- _STATED GOAL_
Report every row below that contains the string "green", copying each such row in full.

Object detection data:
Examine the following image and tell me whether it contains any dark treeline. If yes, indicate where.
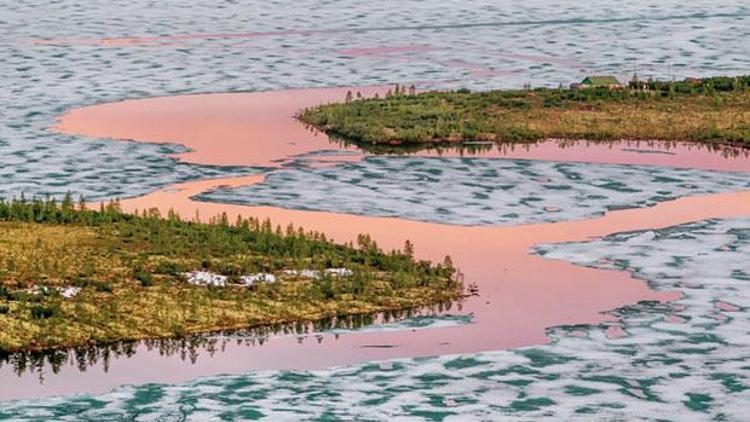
[298,76,750,151]
[0,302,453,383]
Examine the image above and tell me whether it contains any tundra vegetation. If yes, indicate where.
[298,76,750,150]
[0,195,462,354]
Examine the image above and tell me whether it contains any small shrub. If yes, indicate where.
[135,271,154,287]
[31,305,55,319]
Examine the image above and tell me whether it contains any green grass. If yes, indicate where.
[298,76,750,150]
[0,198,461,353]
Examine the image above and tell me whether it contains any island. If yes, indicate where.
[297,76,750,150]
[0,195,462,355]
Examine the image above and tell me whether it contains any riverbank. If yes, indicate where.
[0,198,461,353]
[298,76,750,150]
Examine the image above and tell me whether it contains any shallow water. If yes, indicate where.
[196,157,750,226]
[0,0,750,199]
[0,218,750,420]
[0,0,750,420]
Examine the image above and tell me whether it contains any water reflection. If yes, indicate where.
[0,300,464,384]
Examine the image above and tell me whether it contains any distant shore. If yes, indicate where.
[298,76,750,149]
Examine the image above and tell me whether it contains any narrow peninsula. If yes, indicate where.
[298,76,750,149]
[0,196,462,354]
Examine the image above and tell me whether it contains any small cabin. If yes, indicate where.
[577,76,622,88]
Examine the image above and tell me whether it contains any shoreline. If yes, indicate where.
[0,88,750,397]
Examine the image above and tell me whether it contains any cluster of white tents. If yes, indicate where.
[185,268,354,287]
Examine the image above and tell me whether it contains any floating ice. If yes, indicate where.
[240,273,276,286]
[185,271,227,287]
[7,218,750,420]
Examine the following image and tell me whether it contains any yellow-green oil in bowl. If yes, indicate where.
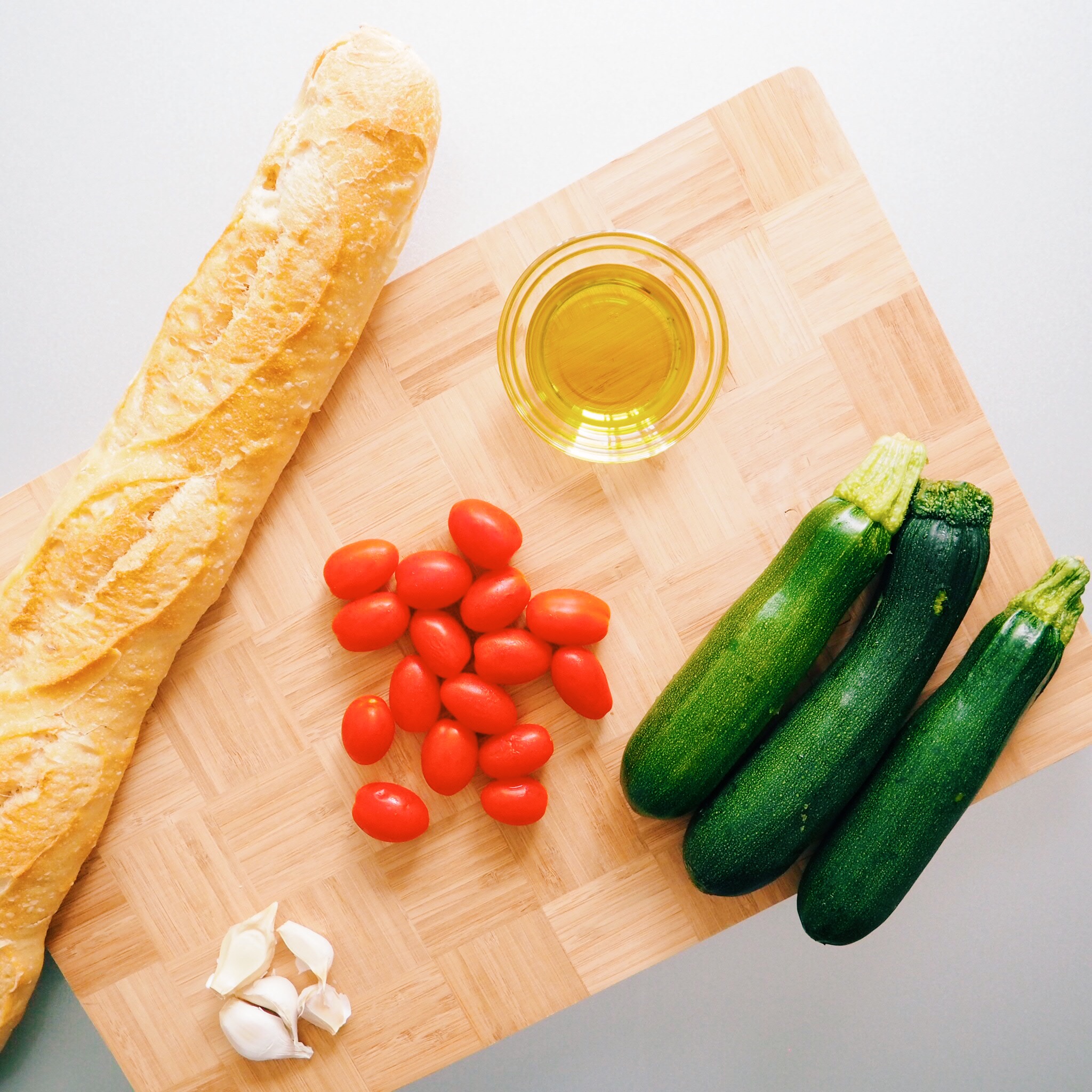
[497,231,728,463]
[526,264,693,428]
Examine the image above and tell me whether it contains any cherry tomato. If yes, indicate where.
[440,673,517,734]
[527,588,611,644]
[410,611,471,678]
[550,646,614,721]
[394,549,474,611]
[473,623,553,686]
[448,500,523,569]
[353,781,428,842]
[390,656,440,732]
[481,777,548,826]
[478,724,553,777]
[459,566,531,633]
[420,721,477,796]
[333,592,410,652]
[342,693,394,766]
[322,539,399,599]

- _RESPONSE TO THIS TASK_
Examine the image above and tell me whether it contains any green grass. If yes, indicate where.
Examine the following image and tell me whether it contains any yellow-green oil in bowl. If yes, indicate where.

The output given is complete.